DIRECTIONS:
Rewrite the lines between the line holding "Does the image above contain any gable" and the line holding "[53, 208, 63, 216]", inclusive, keeping the requests and offsetting every bounding-box coordinate in the answers by adding 133. Give only those lines, and leave the numbers inside the requests unchanged.

EXTRACTED INFORMATION:
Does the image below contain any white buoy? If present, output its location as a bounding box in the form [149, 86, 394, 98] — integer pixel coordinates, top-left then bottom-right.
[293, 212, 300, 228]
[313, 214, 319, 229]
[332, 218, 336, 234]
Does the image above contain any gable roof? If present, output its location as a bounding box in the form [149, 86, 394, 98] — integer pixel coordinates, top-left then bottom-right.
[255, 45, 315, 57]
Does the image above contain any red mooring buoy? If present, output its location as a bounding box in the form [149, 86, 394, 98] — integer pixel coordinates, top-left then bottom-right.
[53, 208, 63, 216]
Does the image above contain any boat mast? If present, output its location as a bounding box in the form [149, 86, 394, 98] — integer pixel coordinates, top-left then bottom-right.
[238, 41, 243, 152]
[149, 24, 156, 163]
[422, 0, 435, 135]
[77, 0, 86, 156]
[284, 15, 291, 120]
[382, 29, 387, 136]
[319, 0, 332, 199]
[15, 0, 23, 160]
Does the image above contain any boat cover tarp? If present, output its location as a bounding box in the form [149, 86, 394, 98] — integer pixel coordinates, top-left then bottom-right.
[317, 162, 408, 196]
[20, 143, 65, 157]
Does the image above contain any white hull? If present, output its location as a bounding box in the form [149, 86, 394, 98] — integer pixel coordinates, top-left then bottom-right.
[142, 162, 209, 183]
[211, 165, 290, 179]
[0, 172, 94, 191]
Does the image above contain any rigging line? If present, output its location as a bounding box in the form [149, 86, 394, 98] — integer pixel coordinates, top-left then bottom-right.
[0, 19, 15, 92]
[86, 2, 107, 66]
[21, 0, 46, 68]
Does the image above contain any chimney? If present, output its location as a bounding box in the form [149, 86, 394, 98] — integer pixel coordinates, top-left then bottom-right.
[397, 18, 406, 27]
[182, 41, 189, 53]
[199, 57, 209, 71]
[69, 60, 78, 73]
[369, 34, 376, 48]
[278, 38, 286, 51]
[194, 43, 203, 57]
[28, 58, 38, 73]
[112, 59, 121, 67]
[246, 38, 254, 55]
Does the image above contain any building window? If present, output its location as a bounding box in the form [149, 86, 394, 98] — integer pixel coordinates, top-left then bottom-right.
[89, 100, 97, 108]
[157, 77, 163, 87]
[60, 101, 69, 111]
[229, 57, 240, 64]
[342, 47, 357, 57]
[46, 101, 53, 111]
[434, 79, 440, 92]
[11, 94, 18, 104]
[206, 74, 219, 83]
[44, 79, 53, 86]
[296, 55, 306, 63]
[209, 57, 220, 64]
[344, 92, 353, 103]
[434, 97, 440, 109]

COMPLETE OUTPUT:
Does the image above contain any gable roof? If present, output its location as a bounding box in the form [149, 86, 394, 98] — integer pixel coordinates, top-left then bottom-right.
[388, 178, 448, 190]
Does the image above contain any red mooring buoy? If present, output its location as a bounding box in the form [149, 86, 394, 98] — integer pixel coordinates, top-left then bottom-right.
[186, 341, 196, 349]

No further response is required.